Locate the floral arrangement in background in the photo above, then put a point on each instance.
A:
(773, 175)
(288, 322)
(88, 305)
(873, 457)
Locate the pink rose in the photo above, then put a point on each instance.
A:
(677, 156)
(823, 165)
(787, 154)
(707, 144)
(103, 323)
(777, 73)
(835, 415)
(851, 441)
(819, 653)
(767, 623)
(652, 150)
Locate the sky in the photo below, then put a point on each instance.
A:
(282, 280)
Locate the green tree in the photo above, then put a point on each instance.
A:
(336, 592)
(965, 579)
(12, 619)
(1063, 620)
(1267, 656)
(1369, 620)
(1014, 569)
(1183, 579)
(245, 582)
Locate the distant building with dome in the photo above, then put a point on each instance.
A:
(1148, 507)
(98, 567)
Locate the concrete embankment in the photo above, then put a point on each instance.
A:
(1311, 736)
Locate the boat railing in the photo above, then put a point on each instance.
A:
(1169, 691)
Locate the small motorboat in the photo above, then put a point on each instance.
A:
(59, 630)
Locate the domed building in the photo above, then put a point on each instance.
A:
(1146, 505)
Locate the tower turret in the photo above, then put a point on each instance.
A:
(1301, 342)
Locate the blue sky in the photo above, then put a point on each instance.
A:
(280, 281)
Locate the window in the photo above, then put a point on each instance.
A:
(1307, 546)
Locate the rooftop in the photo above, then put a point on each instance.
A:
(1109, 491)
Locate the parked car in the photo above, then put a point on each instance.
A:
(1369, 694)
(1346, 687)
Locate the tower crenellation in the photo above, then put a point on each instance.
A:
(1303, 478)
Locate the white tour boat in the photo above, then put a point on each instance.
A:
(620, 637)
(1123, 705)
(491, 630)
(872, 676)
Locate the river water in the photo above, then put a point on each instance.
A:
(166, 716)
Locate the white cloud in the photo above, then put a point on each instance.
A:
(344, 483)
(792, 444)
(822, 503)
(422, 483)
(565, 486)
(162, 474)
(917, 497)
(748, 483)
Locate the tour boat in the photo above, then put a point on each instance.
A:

* * * * *

■ **EXERCISE DIRECTIONS**: Copy out the lines that begin at the one with "Locate the concrete" and stop after the one with "(1146, 505)". Replace "put a point" with "place a dot" and leave everything else unchanged.

■ **SOLUTION FOR THIS EXERCISE**:
Locate the concrete embankment in the photo above, then place a dot on each instance.
A:
(1311, 736)
Locate the boat railing in the photo above, then place a dot on each instance.
A:
(1169, 691)
Locate the small motorboat in the photo above, then place a dot on each instance.
A:
(59, 630)
Locate the domed building in the photo above, then place a dot on each instance.
A:
(1146, 505)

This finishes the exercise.